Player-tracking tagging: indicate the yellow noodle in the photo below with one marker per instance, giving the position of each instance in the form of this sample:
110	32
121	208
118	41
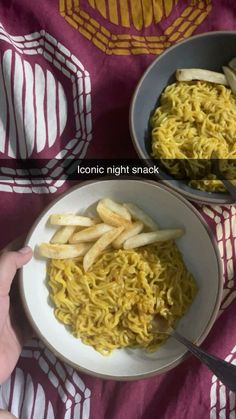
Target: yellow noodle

__________

* [STATED PROBLEM]:
Print every line of the items above verbatim, leaving the pictures out.

* [THE COMPLETED TASK]:
Player-tracking tagging: indicate the yellow noodle in the photo below with one marker per instance, giving the position of each instance in the form of this sample:
110	32
121	208
118	41
Target: yellow noodle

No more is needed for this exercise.